[Texte extrait]

N'ayant au final pas eu le courage de faire le tri, ce premier (véritable) album regorge de titres complets, parfois de mini-titres, coupés, ou d'esquisses de plages sonores, voire des petits bouts de rien du tout, orphelins de noms : au final vingt-six chansons, dont certaines ne sont que des intermèdes de trente secondes.
C'est comme si les guitares saturées, les violons, les coups de batterie n'avaient aucun but précis, car les instruments cèdent vite la place lorsqu'il le faut à des moments de repos, de grâce ("The Field Are Divited"), et de contemplation, au piano ou lors de samples faiblards ("Western Skies"). De temps à autre, ça semble bien se mouvoir et désirer une prise sur la réalité, comme une sorte de revendication de sa propre existence, seulement, le chant trop suave, quand bien même il s'énerve, ou bien les flots tempétueux shoegaze qui font n'importe quoi ("The Field Is Cut") rappellent toujours que le groupe est traversé par une mélancolie qui obligera constamment les acteurs à renoncer. Renoncer au combat, car inutile d'avance. Ce symptôme est criant sur le titre "Hood Northerm" où le déluge saturé et le chant criard mais distordu sont coupés en leur milieu par une guitare sèche magnifique et un duo de voix masculine/féminine angélique. En fait, on n'a jamais le temps de savoir exactement où le groupe veut nous mener, et progressivement, on se rend compte avec enchantement, qu'il n'y a pas de direction précise. Hood n'est pas un groupe optimiste. Il se contente juste de regarder défiler les choses.

[Données affichées]
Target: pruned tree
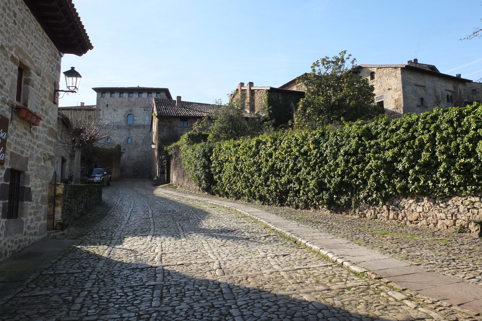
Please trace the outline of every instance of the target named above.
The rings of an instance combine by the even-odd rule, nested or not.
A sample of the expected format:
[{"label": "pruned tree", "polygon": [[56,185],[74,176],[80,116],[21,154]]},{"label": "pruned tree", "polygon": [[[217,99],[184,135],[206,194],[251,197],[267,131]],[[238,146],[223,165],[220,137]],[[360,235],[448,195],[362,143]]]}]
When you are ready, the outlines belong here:
[{"label": "pruned tree", "polygon": [[[482,21],[482,19],[481,19],[481,21]],[[467,35],[465,38],[459,39],[459,40],[469,40],[473,38],[482,38],[482,34],[481,34],[481,31],[482,31],[482,28],[479,28],[478,27],[474,28],[474,31],[472,31],[472,33]]]},{"label": "pruned tree", "polygon": [[67,128],[61,131],[57,139],[58,148],[74,153],[72,183],[80,182],[80,158],[82,151],[94,146],[107,146],[107,139],[114,133],[113,123],[104,120],[104,115],[98,119],[85,117],[79,108],[70,113],[68,121],[63,122]]}]

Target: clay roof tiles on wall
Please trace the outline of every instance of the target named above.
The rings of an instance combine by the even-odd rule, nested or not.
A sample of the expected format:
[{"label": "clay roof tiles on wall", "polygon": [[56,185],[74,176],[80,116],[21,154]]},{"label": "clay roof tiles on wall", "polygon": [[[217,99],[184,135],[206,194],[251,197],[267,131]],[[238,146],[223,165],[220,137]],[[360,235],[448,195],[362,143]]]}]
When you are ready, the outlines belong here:
[{"label": "clay roof tiles on wall", "polygon": [[173,97],[171,95],[171,92],[169,92],[169,88],[163,88],[158,87],[95,87],[92,89],[96,93],[101,93],[102,92],[135,92],[136,93],[145,92],[152,92],[153,93],[157,92],[164,92],[166,93],[166,96],[172,99]]},{"label": "clay roof tiles on wall", "polygon": [[[218,105],[193,103],[190,101],[181,101],[180,105],[176,105],[174,99],[154,98],[156,108],[156,115],[164,117],[211,117],[214,111],[221,108]],[[244,113],[246,118],[255,118],[255,114]]]},{"label": "clay roof tiles on wall", "polygon": [[[414,66],[412,66],[412,65]],[[421,66],[415,66],[415,65],[419,65]],[[427,65],[427,64],[414,63],[411,64],[410,65],[359,65],[358,67],[363,67],[365,68],[406,68],[407,69],[410,69],[417,71],[420,71],[421,72],[430,74],[434,76],[438,76],[444,78],[449,78],[453,80],[462,81],[463,82],[472,82],[472,80],[469,79],[460,78],[451,75],[442,74],[442,73],[438,71],[434,71],[434,69],[437,69],[437,68],[436,68],[433,65]]]},{"label": "clay roof tiles on wall", "polygon": [[176,105],[173,99],[155,98],[154,103],[156,115],[161,117],[211,117],[214,111],[219,108],[218,105],[202,103],[181,101]]},{"label": "clay roof tiles on wall", "polygon": [[81,56],[94,49],[72,0],[24,0],[59,51]]}]

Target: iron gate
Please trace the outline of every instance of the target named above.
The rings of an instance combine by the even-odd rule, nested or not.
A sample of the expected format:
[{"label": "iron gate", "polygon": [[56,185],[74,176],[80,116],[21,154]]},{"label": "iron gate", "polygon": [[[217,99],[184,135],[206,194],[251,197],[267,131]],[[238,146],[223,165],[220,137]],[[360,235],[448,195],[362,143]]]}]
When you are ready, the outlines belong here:
[{"label": "iron gate", "polygon": [[54,172],[52,180],[49,183],[49,202],[47,206],[47,229],[54,229],[55,217],[55,186],[57,172]]}]

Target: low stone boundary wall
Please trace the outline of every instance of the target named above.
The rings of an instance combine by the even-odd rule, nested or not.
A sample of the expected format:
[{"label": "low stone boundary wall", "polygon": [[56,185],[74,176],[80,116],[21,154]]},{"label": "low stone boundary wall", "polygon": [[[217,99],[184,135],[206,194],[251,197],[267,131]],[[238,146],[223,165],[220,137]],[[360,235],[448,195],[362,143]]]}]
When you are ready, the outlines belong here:
[{"label": "low stone boundary wall", "polygon": [[57,183],[55,190],[55,229],[65,229],[77,217],[102,201],[100,184]]},{"label": "low stone boundary wall", "polygon": [[360,205],[354,210],[354,214],[368,218],[376,215],[383,221],[397,220],[405,222],[407,225],[440,229],[462,226],[474,236],[478,236],[480,226],[470,220],[482,218],[482,193],[479,194],[445,199],[437,199],[434,195],[395,198],[383,205]]},{"label": "low stone boundary wall", "polygon": [[199,187],[192,181],[182,165],[182,155],[178,146],[174,146],[168,152],[170,159],[170,177],[169,182],[185,189],[193,191],[199,190]]}]

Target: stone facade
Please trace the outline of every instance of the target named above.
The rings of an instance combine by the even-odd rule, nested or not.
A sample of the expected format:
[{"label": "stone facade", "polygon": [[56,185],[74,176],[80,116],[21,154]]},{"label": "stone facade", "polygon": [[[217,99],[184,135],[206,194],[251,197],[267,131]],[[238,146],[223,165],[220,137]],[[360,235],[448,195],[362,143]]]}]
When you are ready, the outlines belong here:
[{"label": "stone facade", "polygon": [[168,156],[169,158],[168,162],[169,183],[172,183],[184,189],[199,191],[199,187],[192,181],[182,165],[182,154],[179,147],[174,146],[170,148],[168,151]]},{"label": "stone facade", "polygon": [[394,198],[383,205],[360,205],[354,210],[354,214],[440,229],[462,226],[478,236],[480,227],[470,220],[482,218],[482,193],[479,194],[444,199],[438,199],[434,195]]},{"label": "stone facade", "polygon": [[139,87],[93,89],[97,93],[97,119],[111,121],[113,126],[110,141],[104,143],[113,147],[120,145],[126,149],[120,160],[120,177],[151,178],[153,96],[171,99],[169,89]]},{"label": "stone facade", "polygon": [[[268,106],[266,105],[266,96],[273,94],[282,96],[292,101],[291,108],[294,110],[299,100],[304,96],[304,93],[297,90],[298,87],[293,87],[295,89],[277,88],[270,86],[255,86],[253,82],[248,82],[244,86],[244,82],[240,82],[238,87],[229,95],[230,100],[241,99],[242,101],[241,105],[243,106],[246,112],[259,113],[266,112]],[[276,107],[276,106],[273,107]]]},{"label": "stone facade", "polygon": [[358,68],[375,87],[375,102],[388,115],[464,106],[482,98],[482,84],[441,73],[416,59],[407,65],[361,65]]},{"label": "stone facade", "polygon": [[192,126],[198,120],[207,117],[208,121],[212,121],[217,107],[210,104],[183,101],[180,96],[175,100],[153,99],[152,142],[156,144],[156,148],[151,149],[151,173],[153,177],[158,178],[159,183],[171,183],[173,179],[170,156],[166,155],[164,147],[192,130]]},{"label": "stone facade", "polygon": [[102,187],[98,184],[57,183],[55,190],[55,229],[65,229],[75,219],[102,201]]},{"label": "stone facade", "polygon": [[[70,10],[71,15],[63,15],[66,12],[58,6],[63,4],[63,10]],[[47,4],[41,10],[37,10],[38,5],[18,0],[0,3],[0,117],[11,119],[15,107],[22,105],[42,119],[31,128],[25,119],[13,115],[5,137],[6,149],[0,151],[5,160],[0,165],[0,260],[45,236],[48,184],[56,161],[58,114],[54,89],[54,83],[58,88],[61,51],[81,55],[92,48],[71,1]],[[53,27],[51,20],[42,20],[42,15],[51,13],[58,18],[60,29]],[[72,23],[78,27],[62,29],[64,24]],[[71,36],[77,42],[69,42]]]}]

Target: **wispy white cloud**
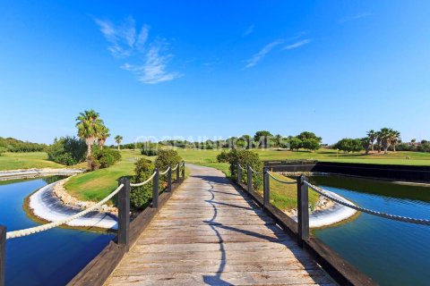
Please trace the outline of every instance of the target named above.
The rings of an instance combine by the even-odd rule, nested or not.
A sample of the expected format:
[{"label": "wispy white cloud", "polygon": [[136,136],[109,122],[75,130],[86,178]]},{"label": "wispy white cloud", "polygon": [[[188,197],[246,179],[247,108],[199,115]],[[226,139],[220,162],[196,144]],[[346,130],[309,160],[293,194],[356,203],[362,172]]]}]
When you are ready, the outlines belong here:
[{"label": "wispy white cloud", "polygon": [[248,36],[248,35],[251,35],[253,32],[254,32],[254,25],[251,25],[249,26],[244,32],[244,34],[242,36]]},{"label": "wispy white cloud", "polygon": [[130,56],[135,48],[142,47],[148,38],[149,27],[143,25],[137,33],[132,17],[126,18],[119,25],[100,19],[96,19],[95,21],[109,44],[108,49],[116,57]]},{"label": "wispy white cloud", "polygon": [[367,18],[367,17],[370,17],[372,15],[373,15],[373,13],[370,13],[370,12],[364,12],[364,13],[358,13],[358,14],[356,14],[356,15],[353,15],[353,16],[350,16],[350,17],[340,19],[340,22],[345,23],[347,21],[357,21],[357,20],[359,20],[359,19]]},{"label": "wispy white cloud", "polygon": [[302,46],[305,46],[305,45],[307,45],[309,43],[312,42],[312,39],[311,38],[305,38],[305,39],[303,39],[303,40],[300,40],[298,42],[296,42],[294,44],[291,44],[291,45],[288,45],[288,46],[284,46],[282,49],[283,50],[292,50],[294,48],[297,48],[297,47],[300,47]]},{"label": "wispy white cloud", "polygon": [[269,54],[275,46],[280,46],[283,43],[284,41],[282,39],[277,39],[276,41],[273,41],[271,43],[267,44],[264,46],[263,48],[260,50],[257,54],[254,55],[252,58],[246,61],[246,65],[245,68],[248,69],[255,64],[258,63],[267,54]]},{"label": "wispy white cloud", "polygon": [[[136,75],[142,83],[154,84],[172,80],[182,76],[178,72],[168,72],[168,63],[173,55],[167,54],[168,43],[156,39],[149,42],[149,27],[142,25],[136,29],[134,19],[126,18],[119,25],[114,25],[109,21],[95,20],[101,33],[108,43],[108,49],[116,58],[126,59],[120,66]],[[142,63],[129,63],[141,62]]]},{"label": "wispy white cloud", "polygon": [[137,76],[142,83],[154,84],[172,80],[182,77],[179,72],[167,72],[167,66],[172,55],[161,55],[164,49],[163,43],[151,44],[145,55],[145,63],[141,65],[125,63],[122,69],[131,72]]}]

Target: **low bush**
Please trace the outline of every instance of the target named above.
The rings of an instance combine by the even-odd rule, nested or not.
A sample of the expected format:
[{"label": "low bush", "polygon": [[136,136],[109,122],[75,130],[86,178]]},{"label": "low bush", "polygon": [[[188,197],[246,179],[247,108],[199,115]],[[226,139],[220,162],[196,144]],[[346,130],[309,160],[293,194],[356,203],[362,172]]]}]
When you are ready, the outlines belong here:
[{"label": "low bush", "polygon": [[75,137],[62,137],[56,139],[54,144],[47,147],[49,160],[72,165],[85,161],[87,146],[85,141]]},{"label": "low bush", "polygon": [[[262,172],[263,164],[260,160],[257,153],[254,153],[250,150],[238,150],[232,149],[230,151],[222,151],[217,156],[218,162],[228,163],[230,164],[230,173],[232,179],[237,180],[237,163],[242,167],[251,166],[253,170],[256,172]],[[242,182],[246,183],[247,176],[246,171],[242,172]],[[262,175],[253,173],[253,188],[254,189],[260,189],[262,187]]]},{"label": "low bush", "polygon": [[[154,172],[155,166],[150,160],[141,158],[136,162],[134,176],[132,182],[137,183],[148,180]],[[130,191],[130,204],[135,209],[143,209],[150,204],[152,199],[152,182],[146,185],[132,188]]]},{"label": "low bush", "polygon": [[144,142],[141,149],[142,155],[144,156],[157,156],[159,155],[159,145],[151,142]]},{"label": "low bush", "polygon": [[175,150],[159,150],[159,156],[155,159],[155,167],[160,171],[166,170],[169,165],[175,167],[178,163],[181,163],[182,158]]},{"label": "low bush", "polygon": [[98,165],[99,168],[108,168],[119,160],[121,160],[121,153],[117,150],[95,148],[92,155],[89,157],[88,163],[90,170],[97,170]]}]

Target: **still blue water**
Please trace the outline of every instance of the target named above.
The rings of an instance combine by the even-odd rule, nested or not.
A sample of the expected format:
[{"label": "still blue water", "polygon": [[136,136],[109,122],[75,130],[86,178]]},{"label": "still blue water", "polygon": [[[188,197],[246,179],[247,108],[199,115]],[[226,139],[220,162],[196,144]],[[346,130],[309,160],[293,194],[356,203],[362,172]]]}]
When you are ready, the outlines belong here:
[{"label": "still blue water", "polygon": [[[7,231],[39,225],[24,198],[56,178],[0,182],[0,224]],[[6,242],[6,286],[64,285],[112,240],[112,234],[53,229]]]},{"label": "still blue water", "polygon": [[[340,176],[317,185],[373,210],[430,219],[430,187]],[[314,235],[381,285],[429,285],[430,227],[360,214]]]}]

[Consigne] D'après le texte sur l'album de Hood, pourquoi ce premier album compte-t-il vingt-six chansons, dont des esquisses et de courts intermèdes ? Répondez en une à trois phrases, s'il vous plaît.

[Réponse] Faute de courage, le tri n'a finalement pas été fait. L'album regorge donc de titres complets, de mini-titres coupés, d'esquisses de plages sonores et de petits bouts sans nom, dont certains ne sont que des intermèdes de trente secondes.